> _To be done_
Render the lines below as a Markdown table with two columns, Row and Line. Number each row and skip any blank lines.

Saved records:
↓

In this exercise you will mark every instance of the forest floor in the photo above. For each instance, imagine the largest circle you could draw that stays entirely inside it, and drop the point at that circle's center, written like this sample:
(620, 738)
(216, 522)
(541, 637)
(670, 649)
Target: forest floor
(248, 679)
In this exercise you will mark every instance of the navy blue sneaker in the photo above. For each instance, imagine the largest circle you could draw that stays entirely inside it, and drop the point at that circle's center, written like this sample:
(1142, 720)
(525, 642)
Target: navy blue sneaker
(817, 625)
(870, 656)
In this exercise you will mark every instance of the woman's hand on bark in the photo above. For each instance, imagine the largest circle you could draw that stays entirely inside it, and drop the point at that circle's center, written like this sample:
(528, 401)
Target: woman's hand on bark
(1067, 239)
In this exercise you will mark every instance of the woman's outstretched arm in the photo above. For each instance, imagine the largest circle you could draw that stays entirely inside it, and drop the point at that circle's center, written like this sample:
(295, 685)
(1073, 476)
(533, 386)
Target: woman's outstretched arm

↑

> _Task response_
| Row | Line |
|---|---|
| 1 | In this exercise you will mark every instance of the forest floor in the photo above. For each instance, imagine the largest circle you could draw that stays entirely inside it, and drop the point at that circle's center, written like this sample: |
| 2 | (620, 738) |
| 3 | (216, 522) |
| 4 | (541, 637) |
| 5 | (670, 649) |
| 6 | Target: forest floor |
| 7 | (248, 679) |
| 8 | In this exercise you will mark every instance of the navy blue sneaker in the photo above. For each instance, imagine the largest circle you could draw that stays entirely inside it, and drop the point at that circle's center, written like this sample: |
| 9 | (1142, 720) |
| 10 | (525, 642) |
| 11 | Target: navy blue sneaker |
| 12 | (817, 625) |
| 13 | (870, 656) |
| 14 | In this exercise you will mark every instance of the woman's hand on bark in the photo above. For each instance, imagine the largest circle you could draw that stays entirely inside it, and drop the point at that circle's center, written like this sample: |
| 15 | (528, 401) |
| 16 | Target: woman's hand on bark |
| 17 | (1067, 239) |
| 18 | In this exercise you will mark every instance of the woman's outstretched arm in the photo above. For each instance, imagine the largest circle you could draw that stays entirely inside it, and drop the point at that circle's center, written like this sample: |
| 19 | (295, 685) |
| 20 | (1073, 476) |
| 21 | (533, 386) |
| 22 | Target: woman's outstretched arm |